Hoje, “a União finge que recebe, e os estados fingem que pagam,” disse o presidente do Senado, Rodrigo Pacheco, ao apresentar o Projeto de Lei para a renegociação das dívidas estaduais.
Na verdade, alguns poucos estados hoje não pagam nada – e o PL de Pacheco, que finge resolver os problemas, trará novas complicações.
É o que dizem especialistas em finanças públicas com passagem pelo governo federal e secretarias estaduais.
Se aprovado, o novo Programa de Pleno Pagamento de Dívidas dos Estados (Propag) poderá em alguns casos zerar os juros reais das dívidas – ficaria apenas a correção da inflação – dando um incentivo e tanto para os governadores aumentarem despesas e postergarem reformas.
Além disso, o PL alonga o prazo de pagamento para mais 30 anos. Em termos práticos, dá um alívio duplo para os estados endividados, porque os juros mais baixos e o alongamento vão derrubar as parcelas da dívida.
O ônus ficará com o governo federal, que terá menos receitas financeiras e aumento de sua dívida pública.
“O alívio financeiro aos estados tende a se transformar em maiores despesas correntes,” disse um ex-secretário estadual da Fazenda de um dos estados mais endividados. “Um horror, por qualquer ângulo que se observe, o projeto do Pacheco.”

Tarefa proposta a: Reproduza sem alterações o trecho do texto sobre a renegociação das dívidas estaduais que começa em "Além disso, o" e vai até "sua dívida pública.", inclusive.
As linhas de dados a seguir não têm relação com o texto sobre a renegociação das dívidas estaduais.

Dados exibidos:
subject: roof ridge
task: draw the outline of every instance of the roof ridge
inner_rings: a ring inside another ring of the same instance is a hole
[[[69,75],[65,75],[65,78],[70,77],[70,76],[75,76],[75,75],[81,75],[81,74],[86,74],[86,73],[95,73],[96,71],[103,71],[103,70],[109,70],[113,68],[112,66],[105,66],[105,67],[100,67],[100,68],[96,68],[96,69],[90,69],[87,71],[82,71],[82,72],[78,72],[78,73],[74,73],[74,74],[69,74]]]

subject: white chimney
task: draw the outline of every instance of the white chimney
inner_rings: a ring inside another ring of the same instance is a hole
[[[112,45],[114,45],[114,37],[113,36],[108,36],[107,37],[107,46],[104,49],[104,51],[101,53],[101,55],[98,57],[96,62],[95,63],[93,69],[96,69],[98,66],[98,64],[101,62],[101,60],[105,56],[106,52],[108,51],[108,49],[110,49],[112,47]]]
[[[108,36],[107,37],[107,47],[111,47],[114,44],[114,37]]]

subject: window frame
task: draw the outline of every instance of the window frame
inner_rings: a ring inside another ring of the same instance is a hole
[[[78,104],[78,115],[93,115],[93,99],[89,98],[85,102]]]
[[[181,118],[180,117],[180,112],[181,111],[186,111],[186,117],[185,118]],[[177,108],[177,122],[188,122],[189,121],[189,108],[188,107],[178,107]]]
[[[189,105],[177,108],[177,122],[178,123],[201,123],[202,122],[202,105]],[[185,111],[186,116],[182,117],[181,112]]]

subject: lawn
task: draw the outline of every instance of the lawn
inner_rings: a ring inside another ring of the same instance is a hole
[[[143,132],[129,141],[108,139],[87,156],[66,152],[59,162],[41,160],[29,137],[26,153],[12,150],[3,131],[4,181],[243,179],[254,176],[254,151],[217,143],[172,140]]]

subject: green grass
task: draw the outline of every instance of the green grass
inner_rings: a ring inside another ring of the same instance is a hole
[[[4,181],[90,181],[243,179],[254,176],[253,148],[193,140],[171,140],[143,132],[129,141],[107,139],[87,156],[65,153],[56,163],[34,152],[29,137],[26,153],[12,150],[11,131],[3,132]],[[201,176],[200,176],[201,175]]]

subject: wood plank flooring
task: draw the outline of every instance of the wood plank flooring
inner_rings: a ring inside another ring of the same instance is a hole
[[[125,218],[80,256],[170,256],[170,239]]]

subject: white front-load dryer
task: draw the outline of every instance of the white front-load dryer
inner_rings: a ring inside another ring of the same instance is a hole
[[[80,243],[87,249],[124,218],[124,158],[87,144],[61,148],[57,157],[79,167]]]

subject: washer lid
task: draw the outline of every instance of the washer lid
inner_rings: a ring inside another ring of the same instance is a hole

Tarefa proposta b: Organize em uma lista JSON de strings, uma por linha e sem as linhas em branco, as linhas de dados da linha com "subject: window frame" até a linha com "[[[78,104],[78,115],[93,115],[93,99],[89,98],[85,102]]]", inclusive.

Solução do problema a:
Além disso, o PL alonga o prazo de pagamento para mais 30 anos. Em termos práticos, dá um alívio duplo para os estados endividados, porque os juros mais baixos e o alongamento vão derrubar as parcelas da dívida.
O ônus ficará com o governo federal, que terá menos receitas financeiras e aumento de sua dívida pública.

Solução do problema b:
[
  "subject: window frame",
  "task: draw the outline of every instance of the window frame",
  "inner_rings: a ring inside another ring of the same instance is a hole",
  "[[[78,104],[78,115],[93,115],[93,99],[89,98],[85,102]]]"
]